#### DATA SUPPLIED

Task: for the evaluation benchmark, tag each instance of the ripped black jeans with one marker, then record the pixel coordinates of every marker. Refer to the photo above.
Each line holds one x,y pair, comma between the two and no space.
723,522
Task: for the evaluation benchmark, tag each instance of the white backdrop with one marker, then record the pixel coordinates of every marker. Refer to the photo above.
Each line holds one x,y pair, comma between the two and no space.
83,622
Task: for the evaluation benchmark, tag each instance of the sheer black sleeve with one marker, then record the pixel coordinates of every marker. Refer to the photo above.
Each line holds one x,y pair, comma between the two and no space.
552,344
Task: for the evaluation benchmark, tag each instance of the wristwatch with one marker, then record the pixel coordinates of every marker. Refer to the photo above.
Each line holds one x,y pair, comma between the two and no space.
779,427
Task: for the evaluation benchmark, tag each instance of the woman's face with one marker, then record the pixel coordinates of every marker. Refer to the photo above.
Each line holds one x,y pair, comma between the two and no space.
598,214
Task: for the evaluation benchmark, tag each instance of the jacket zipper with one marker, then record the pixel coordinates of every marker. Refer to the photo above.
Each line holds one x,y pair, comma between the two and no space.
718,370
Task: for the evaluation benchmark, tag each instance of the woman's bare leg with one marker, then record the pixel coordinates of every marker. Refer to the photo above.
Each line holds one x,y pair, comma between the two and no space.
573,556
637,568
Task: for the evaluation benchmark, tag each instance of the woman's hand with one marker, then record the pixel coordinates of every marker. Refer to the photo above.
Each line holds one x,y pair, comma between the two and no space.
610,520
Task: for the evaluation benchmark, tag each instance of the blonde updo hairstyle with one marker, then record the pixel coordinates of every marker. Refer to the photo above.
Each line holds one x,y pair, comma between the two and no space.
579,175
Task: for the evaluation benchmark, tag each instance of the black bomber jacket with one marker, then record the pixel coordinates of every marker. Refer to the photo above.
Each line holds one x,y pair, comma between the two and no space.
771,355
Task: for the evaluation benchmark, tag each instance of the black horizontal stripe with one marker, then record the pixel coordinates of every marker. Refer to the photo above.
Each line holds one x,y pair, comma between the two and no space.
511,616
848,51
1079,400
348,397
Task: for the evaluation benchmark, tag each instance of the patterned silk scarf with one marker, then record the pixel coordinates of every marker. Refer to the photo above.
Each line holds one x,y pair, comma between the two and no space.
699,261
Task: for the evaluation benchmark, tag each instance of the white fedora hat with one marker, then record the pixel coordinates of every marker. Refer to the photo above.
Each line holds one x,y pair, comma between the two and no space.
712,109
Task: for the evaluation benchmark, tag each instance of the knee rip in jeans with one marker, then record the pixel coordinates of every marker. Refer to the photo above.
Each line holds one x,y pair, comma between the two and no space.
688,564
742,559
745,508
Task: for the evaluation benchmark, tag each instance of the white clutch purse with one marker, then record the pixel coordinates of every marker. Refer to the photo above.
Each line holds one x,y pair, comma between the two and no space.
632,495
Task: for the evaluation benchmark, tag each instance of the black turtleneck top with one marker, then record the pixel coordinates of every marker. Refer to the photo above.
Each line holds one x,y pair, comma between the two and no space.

########

GOAL:
Write the listing out again, exactly as shown above.

PROBLEM SOLUTION:
Task: for the evaluation benchmark, tag each instance of the ripped black jeans with one marker, then record the pixel coordinates of every marker. Refer to the photo above.
Each line holds one x,y pair, comma between the two and no space.
723,522
Task: for the evaluation benchmark, tag each instance of the white backdrop with one marker, then record the pixel coordinates of every marker. Refer to the photo above.
Each line holds one x,y pair, comma between the two and no space.
83,622
Task: for the evaluation benchmark, tag each instance of the sheer black sleeve with one marker, then record the pixel coordinates of every marker. Refer to the photo above.
Each line holds one x,y pair, comma between the two and no space.
552,344
Task: for the evaluation benchmark, tag each instance of the wristwatch with one marker, then record the pixel coordinates of every marker. Refer to the photo above.
Each line holds one x,y pair, comma between the two and no space.
779,427
Task: for the evaluation benchmark, tag each instance of the woman's face with one marker, then record the pixel coordinates of every marker. Refer to the photo above.
Each line holds one x,y pair, comma between the two and no space.
598,214
Task: for the evaluation benchmark, tag each instance of the jacket zipper with one marker, then record the pixel coordinates of every marker. Refer to the photo above.
Each line holds one x,y pair, comma between the two and no space.
718,370
Task: for the evaluation benchmark, tag each instance of the woman's bare leg with one marker, then record the pixel coordinates of every marker. Refer to the photo above.
Each line holds one x,y pair, comma between the two and no space.
573,556
637,568
Task: for the evaluation benchmark, tag each instance of the woman's hand with one marker, then record the pixel coordinates of every marker. Refer to the photo above.
Each line holds one x,y pair, comma between the two and no space.
610,520
Task: for the evaluation benchmark, tag each instance of the blonde updo hairstyle with one marker, then record the pixel coordinates of every marker. Refer to the photo above.
Each line holds one x,y pair, comma between the two and no space.
579,175
Task: for the evaluation benchmark, tag each instance of the black bomber jacket with one marker, then record the pixel coordinates of every marker. Refer to the photo above.
Each line holds one x,y pair, comma between the two and no space.
771,355
Task: for the evaluation benchmark, tag each instance of the black horizontal stripe with one marker, then record the pixel coordinates of every marker. Refer to the photo above.
Each line holds one x,y pair, comma between the two and no space.
511,616
848,51
1079,400
348,397
Task: for the evaluation benchmark, tag each instance of the patterned silk scarf with one marker, then record the pixel coordinates of every marker. Refer to the photo above.
Each line holds one x,y pair, comma between the two and no space.
699,261
Task: for the evaluation benchmark, tag each instance of the white fedora hat with one marker, then record the pixel coordinates of every marker. Refer to the photo above.
Each line holds one x,y pair, comma between the two and no space.
712,109
Task: for the evaluation benchmark, tag each instance of the knee rip in jeans with one marker, then record the pixel coordinates of every marker. Refer to the photo above.
Each line holds one x,y pair, comma between the two and no space.
688,564
742,559
745,508
Task: for the evaluation benchmark, tag each instance of the white clutch purse with one marker, then record the pixel coordinates of every marker. Refer to the photo above.
Each line holds one x,y pair, comma between the two and no space.
632,495
Task: for the evaluation benchmark, tag each instance of the black turtleneck top with one marker, then record the pixel coordinates of every marker. Refer to the photo above.
Each line holds one x,y pair, comma between the two and no space.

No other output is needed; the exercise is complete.